## Exercise goal:
Pull each line containing "Target" out of the listing below.

## Extracted material:
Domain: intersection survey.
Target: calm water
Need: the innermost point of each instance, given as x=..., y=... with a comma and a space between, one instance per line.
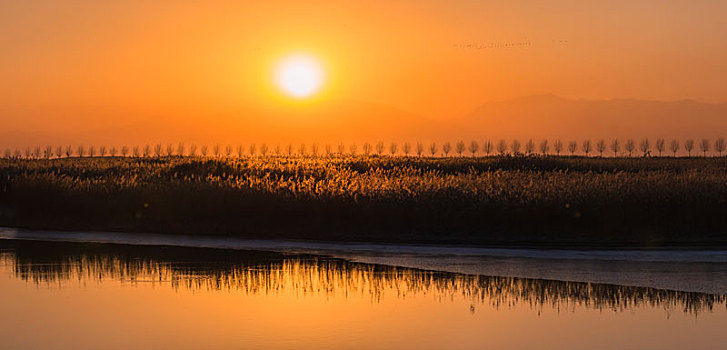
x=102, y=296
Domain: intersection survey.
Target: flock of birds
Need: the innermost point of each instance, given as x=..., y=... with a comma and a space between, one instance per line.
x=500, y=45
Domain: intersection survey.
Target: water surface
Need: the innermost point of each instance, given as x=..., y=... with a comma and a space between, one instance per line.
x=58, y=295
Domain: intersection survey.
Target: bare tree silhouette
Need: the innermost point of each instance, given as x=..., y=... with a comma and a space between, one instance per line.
* * *
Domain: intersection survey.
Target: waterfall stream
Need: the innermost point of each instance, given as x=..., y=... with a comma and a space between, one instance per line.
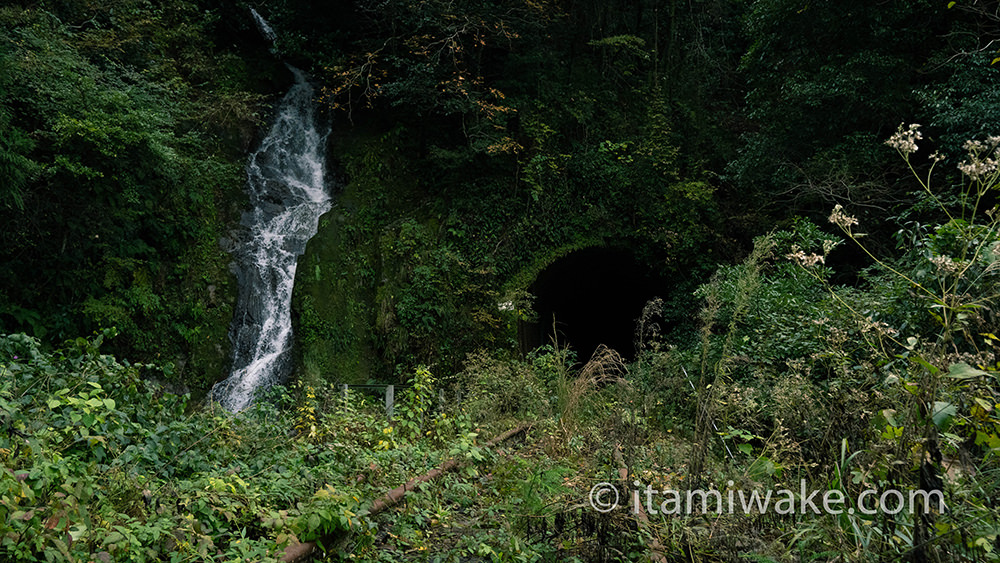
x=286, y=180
...
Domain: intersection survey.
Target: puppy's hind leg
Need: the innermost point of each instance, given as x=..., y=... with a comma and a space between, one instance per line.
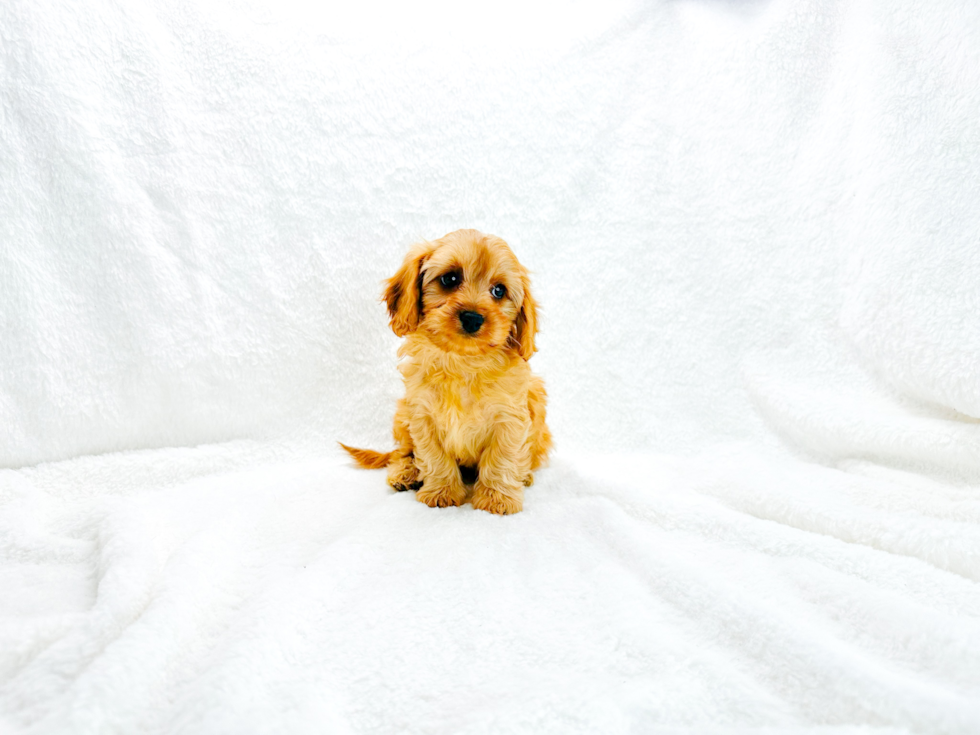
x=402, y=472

## Finished task:
Target: calm water
Target: flock of birds
Target: water surface
Target: bare tree silhouette
Target: waterfall stream
Target: puppy's hind leg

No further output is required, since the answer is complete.